**To do**. Verbatim output of all the material below is required.

**Record extracts**.
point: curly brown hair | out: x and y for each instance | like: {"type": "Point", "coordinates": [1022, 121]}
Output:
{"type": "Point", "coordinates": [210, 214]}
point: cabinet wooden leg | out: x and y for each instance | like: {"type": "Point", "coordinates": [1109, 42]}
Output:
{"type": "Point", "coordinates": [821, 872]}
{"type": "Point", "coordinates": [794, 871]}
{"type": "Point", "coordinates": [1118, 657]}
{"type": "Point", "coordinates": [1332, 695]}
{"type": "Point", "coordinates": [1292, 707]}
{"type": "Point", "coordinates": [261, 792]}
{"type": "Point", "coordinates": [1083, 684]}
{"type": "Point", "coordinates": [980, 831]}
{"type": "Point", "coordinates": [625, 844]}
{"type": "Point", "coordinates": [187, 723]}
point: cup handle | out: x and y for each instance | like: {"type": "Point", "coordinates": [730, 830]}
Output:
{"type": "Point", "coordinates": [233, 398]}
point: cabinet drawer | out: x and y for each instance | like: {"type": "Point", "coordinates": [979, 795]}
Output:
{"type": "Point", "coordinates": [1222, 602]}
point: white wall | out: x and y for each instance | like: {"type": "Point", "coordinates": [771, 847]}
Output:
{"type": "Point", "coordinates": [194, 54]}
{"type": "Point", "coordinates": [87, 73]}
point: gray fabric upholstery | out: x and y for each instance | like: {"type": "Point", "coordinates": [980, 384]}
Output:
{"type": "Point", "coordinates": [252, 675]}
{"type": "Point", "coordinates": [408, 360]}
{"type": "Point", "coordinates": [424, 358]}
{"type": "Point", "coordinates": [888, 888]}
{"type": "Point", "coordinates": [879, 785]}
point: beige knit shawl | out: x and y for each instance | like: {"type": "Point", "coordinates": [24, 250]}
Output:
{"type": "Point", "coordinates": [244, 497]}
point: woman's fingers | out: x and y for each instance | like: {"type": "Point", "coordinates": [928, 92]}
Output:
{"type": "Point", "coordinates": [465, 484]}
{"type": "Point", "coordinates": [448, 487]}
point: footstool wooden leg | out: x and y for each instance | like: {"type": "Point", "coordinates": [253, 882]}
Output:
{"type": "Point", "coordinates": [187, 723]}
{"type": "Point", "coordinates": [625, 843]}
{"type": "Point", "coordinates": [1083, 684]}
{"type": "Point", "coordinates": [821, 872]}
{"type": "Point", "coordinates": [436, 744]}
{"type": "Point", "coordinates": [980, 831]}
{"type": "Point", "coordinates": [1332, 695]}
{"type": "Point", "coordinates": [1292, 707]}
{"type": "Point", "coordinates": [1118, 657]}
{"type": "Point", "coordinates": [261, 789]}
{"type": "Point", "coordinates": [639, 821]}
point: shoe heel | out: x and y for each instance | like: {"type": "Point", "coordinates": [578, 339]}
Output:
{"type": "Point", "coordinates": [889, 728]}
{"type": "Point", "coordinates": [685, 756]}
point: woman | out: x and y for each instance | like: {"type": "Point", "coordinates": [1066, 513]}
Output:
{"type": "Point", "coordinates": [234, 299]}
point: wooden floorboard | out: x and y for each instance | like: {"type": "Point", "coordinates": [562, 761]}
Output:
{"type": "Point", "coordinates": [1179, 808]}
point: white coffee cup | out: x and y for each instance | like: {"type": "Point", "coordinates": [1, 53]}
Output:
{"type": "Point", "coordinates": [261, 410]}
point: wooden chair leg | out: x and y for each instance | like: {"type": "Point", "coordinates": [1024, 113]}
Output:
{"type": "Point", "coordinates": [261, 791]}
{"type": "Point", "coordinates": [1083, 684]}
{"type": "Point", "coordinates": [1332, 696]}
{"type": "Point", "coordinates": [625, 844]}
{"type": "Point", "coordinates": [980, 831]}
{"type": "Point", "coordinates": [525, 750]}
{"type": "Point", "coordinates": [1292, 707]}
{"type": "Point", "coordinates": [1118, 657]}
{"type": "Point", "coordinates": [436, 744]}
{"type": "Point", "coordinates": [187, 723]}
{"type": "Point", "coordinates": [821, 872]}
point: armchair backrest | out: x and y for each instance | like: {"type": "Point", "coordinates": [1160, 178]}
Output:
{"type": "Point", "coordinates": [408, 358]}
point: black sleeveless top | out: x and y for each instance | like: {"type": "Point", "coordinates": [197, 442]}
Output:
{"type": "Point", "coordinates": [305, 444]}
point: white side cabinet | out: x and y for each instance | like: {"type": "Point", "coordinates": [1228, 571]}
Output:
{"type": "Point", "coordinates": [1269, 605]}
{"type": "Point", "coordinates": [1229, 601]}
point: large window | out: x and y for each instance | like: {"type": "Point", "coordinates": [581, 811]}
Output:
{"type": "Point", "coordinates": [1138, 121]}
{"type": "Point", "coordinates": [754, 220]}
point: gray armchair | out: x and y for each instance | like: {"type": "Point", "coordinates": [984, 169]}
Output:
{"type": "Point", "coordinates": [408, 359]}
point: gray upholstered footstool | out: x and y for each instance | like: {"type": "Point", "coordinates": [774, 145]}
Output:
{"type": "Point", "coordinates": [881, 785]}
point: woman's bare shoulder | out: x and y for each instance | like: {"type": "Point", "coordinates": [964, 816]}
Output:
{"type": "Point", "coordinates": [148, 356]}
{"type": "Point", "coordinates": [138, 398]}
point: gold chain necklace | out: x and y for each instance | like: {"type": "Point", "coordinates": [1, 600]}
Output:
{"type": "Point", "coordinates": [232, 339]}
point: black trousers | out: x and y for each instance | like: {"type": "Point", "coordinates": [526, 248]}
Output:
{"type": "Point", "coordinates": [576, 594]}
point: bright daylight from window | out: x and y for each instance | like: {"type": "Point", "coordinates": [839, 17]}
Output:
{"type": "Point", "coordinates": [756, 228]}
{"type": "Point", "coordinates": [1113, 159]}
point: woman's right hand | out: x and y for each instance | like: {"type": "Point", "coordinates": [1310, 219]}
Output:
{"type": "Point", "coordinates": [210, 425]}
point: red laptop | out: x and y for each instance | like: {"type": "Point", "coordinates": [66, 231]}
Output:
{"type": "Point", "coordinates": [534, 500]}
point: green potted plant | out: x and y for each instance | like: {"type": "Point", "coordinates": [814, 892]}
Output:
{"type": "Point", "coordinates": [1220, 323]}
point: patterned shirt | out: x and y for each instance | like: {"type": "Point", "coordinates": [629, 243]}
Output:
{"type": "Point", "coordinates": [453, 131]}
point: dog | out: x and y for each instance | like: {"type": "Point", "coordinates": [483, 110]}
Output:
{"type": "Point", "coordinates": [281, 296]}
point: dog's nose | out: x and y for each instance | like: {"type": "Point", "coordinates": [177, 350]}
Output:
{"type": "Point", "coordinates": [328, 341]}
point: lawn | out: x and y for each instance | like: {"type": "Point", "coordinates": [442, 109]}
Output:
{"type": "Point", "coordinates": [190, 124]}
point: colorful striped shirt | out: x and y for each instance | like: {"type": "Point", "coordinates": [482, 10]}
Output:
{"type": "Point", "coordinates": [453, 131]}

**Answer**.
point: curly brown hair | out: x and y for each instance | like: {"type": "Point", "coordinates": [1022, 121]}
Output:
{"type": "Point", "coordinates": [210, 214]}
point: cabinet wooden leg | out: x and y for each instance | like: {"type": "Point", "coordinates": [1109, 42]}
Output:
{"type": "Point", "coordinates": [821, 872]}
{"type": "Point", "coordinates": [794, 871]}
{"type": "Point", "coordinates": [1118, 657]}
{"type": "Point", "coordinates": [1332, 695]}
{"type": "Point", "coordinates": [1292, 707]}
{"type": "Point", "coordinates": [261, 792]}
{"type": "Point", "coordinates": [1083, 684]}
{"type": "Point", "coordinates": [980, 831]}
{"type": "Point", "coordinates": [625, 844]}
{"type": "Point", "coordinates": [187, 723]}
point: cup handle | out: x and y for each instance | like: {"type": "Point", "coordinates": [730, 830]}
Output:
{"type": "Point", "coordinates": [233, 398]}
point: cabinet drawer | out: x and y for each instance | like: {"type": "Point", "coordinates": [979, 795]}
Output:
{"type": "Point", "coordinates": [1222, 602]}
point: white wall | out: x and y for each instance | like: {"type": "Point", "coordinates": [771, 847]}
Output:
{"type": "Point", "coordinates": [194, 54]}
{"type": "Point", "coordinates": [87, 73]}
point: gray fabric upholstery | out: x and y for each instance | like: {"type": "Point", "coordinates": [980, 384]}
Output:
{"type": "Point", "coordinates": [252, 675]}
{"type": "Point", "coordinates": [408, 360]}
{"type": "Point", "coordinates": [424, 358]}
{"type": "Point", "coordinates": [888, 888]}
{"type": "Point", "coordinates": [879, 785]}
point: beige knit shawl | out: x and y for each instance | like: {"type": "Point", "coordinates": [24, 250]}
Output:
{"type": "Point", "coordinates": [244, 497]}
point: woman's fingers | out: x and y for each instance | like: {"type": "Point", "coordinates": [928, 92]}
Output:
{"type": "Point", "coordinates": [465, 484]}
{"type": "Point", "coordinates": [448, 487]}
point: footstool wooden leg | out: x and y for each instance | like: {"type": "Point", "coordinates": [253, 882]}
Output:
{"type": "Point", "coordinates": [187, 723]}
{"type": "Point", "coordinates": [625, 843]}
{"type": "Point", "coordinates": [1083, 684]}
{"type": "Point", "coordinates": [821, 872]}
{"type": "Point", "coordinates": [436, 744]}
{"type": "Point", "coordinates": [980, 831]}
{"type": "Point", "coordinates": [1332, 695]}
{"type": "Point", "coordinates": [1292, 707]}
{"type": "Point", "coordinates": [1118, 657]}
{"type": "Point", "coordinates": [261, 789]}
{"type": "Point", "coordinates": [639, 821]}
point: shoe heel | out: x and y for each instance | like: {"type": "Point", "coordinates": [578, 339]}
Output:
{"type": "Point", "coordinates": [889, 728]}
{"type": "Point", "coordinates": [685, 756]}
point: woman | out: x and y for each instance | like: {"type": "Point", "coordinates": [1066, 513]}
Output:
{"type": "Point", "coordinates": [234, 299]}
point: wooden floorboard | out: x and y for each instance | like: {"type": "Point", "coordinates": [562, 761]}
Output:
{"type": "Point", "coordinates": [1179, 808]}
point: white coffee cup | out: x and y for each instance | like: {"type": "Point", "coordinates": [1, 53]}
Output:
{"type": "Point", "coordinates": [261, 410]}
point: wooden chair leg | out: x and y for each instance | like: {"type": "Point", "coordinates": [1024, 113]}
Output:
{"type": "Point", "coordinates": [261, 791]}
{"type": "Point", "coordinates": [1083, 684]}
{"type": "Point", "coordinates": [1332, 696]}
{"type": "Point", "coordinates": [625, 844]}
{"type": "Point", "coordinates": [980, 831]}
{"type": "Point", "coordinates": [525, 750]}
{"type": "Point", "coordinates": [1292, 707]}
{"type": "Point", "coordinates": [1118, 657]}
{"type": "Point", "coordinates": [436, 744]}
{"type": "Point", "coordinates": [187, 723]}
{"type": "Point", "coordinates": [821, 872]}
point: armchair backrest | out: x and y for each instance | like: {"type": "Point", "coordinates": [1160, 178]}
Output:
{"type": "Point", "coordinates": [408, 358]}
point: black sleeveless top | out: x and y for each instance | like: {"type": "Point", "coordinates": [197, 442]}
Output:
{"type": "Point", "coordinates": [305, 444]}
point: white side cabinet | out: x and y for each instance | like: {"type": "Point", "coordinates": [1228, 571]}
Output:
{"type": "Point", "coordinates": [1269, 605]}
{"type": "Point", "coordinates": [1229, 601]}
point: large window | out: x and y for each instance | like: {"type": "Point", "coordinates": [581, 811]}
Output:
{"type": "Point", "coordinates": [1138, 121]}
{"type": "Point", "coordinates": [754, 220]}
point: gray armchair | out: x and y for each instance | like: {"type": "Point", "coordinates": [984, 169]}
Output:
{"type": "Point", "coordinates": [408, 359]}
point: gray upholstered footstool | out: x and y for each instance | like: {"type": "Point", "coordinates": [774, 145]}
Output:
{"type": "Point", "coordinates": [881, 785]}
point: woman's bare shoulder | out: x and y for each instance | like: {"type": "Point", "coordinates": [964, 816]}
Output:
{"type": "Point", "coordinates": [148, 356]}
{"type": "Point", "coordinates": [138, 398]}
point: gold chain necklace | out: x and y for each instance | like: {"type": "Point", "coordinates": [1, 600]}
Output:
{"type": "Point", "coordinates": [232, 339]}
point: black trousers | out: x and y for each instance | like: {"type": "Point", "coordinates": [526, 248]}
Output:
{"type": "Point", "coordinates": [576, 594]}
point: bright daylight from window | out: x and y for each instance | like: {"type": "Point", "coordinates": [839, 17]}
Output:
{"type": "Point", "coordinates": [756, 228]}
{"type": "Point", "coordinates": [1113, 159]}
point: woman's right hand | out: x and y for each instance | like: {"type": "Point", "coordinates": [1310, 219]}
Output:
{"type": "Point", "coordinates": [210, 425]}
point: red laptop | out: x and y for each instance | like: {"type": "Point", "coordinates": [66, 231]}
Output:
{"type": "Point", "coordinates": [534, 500]}
point: green potted plant | out: x and y for each instance | like: {"type": "Point", "coordinates": [814, 892]}
Output:
{"type": "Point", "coordinates": [1220, 323]}
point: patterned shirt | out: x and y for each instance | like: {"type": "Point", "coordinates": [629, 243]}
Output:
{"type": "Point", "coordinates": [453, 131]}
point: dog | out: x and y for each instance | like: {"type": "Point", "coordinates": [483, 110]}
Output:
{"type": "Point", "coordinates": [281, 296]}
point: dog's nose | out: x and y for each instance | like: {"type": "Point", "coordinates": [177, 350]}
Output:
{"type": "Point", "coordinates": [328, 341]}
point: lawn | out: x and y for each instance | like: {"type": "Point", "coordinates": [442, 109]}
Output:
{"type": "Point", "coordinates": [190, 124]}
point: colorful striped shirt | out: x and y for each instance | like: {"type": "Point", "coordinates": [482, 10]}
Output:
{"type": "Point", "coordinates": [453, 131]}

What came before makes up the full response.